#### EXCERPTED DATA
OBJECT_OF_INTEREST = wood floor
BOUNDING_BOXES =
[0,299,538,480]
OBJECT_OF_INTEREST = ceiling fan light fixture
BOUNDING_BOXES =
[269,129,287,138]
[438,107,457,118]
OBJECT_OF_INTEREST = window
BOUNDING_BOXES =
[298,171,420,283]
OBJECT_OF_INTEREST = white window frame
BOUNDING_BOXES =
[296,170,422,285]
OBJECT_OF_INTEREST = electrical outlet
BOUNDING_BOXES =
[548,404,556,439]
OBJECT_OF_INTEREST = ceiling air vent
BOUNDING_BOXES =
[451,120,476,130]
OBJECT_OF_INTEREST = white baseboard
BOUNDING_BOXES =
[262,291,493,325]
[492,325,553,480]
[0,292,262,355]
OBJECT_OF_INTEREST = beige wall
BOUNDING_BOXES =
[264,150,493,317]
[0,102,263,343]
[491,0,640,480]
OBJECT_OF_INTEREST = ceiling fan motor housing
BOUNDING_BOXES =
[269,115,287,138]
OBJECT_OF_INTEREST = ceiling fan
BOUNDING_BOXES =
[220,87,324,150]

#### EXERCISE OBJECTIVE
Shift every bounding box coordinate in the items above up by 109, then write out all the lines again, including the object lines.

#### TASK RESPONSE
OBJECT_OF_INTEREST = wood floor
BOUNDING_BOXES =
[109,408,647,589]
OBJECT_OF_INTEREST = ceiling fan light fixture
BOUNDING_BOXES =
[378,238,396,247]
[547,216,566,227]
OBJECT_OF_INTEREST = window
BOUNDING_BOXES =
[407,280,529,392]
OBJECT_OF_INTEREST = white window frame
BOUNDING_BOXES =
[405,279,531,394]
OBJECT_OF_INTEREST = electrical outlet
BOUNDING_BOXES =
[657,513,665,548]
OBJECT_OF_INTEREST = ceiling air vent
BOUNDING_BOXES =
[560,229,585,239]
OBJECT_OF_INTEREST = white baseboard
BOUNDING_BOXES =
[371,400,602,434]
[601,434,662,589]
[109,401,371,464]
OBJECT_OF_INTEREST = beige wall
BOUNDING_BOXES =
[373,259,602,426]
[109,211,372,452]
[600,109,749,589]
OBJECT_OF_INTEREST = ceiling fan motor housing
BOUNDING_BOXES =
[378,224,396,247]
OBJECT_OF_INTEREST = ceiling fan
BOUNDING_BOXES =
[329,196,433,259]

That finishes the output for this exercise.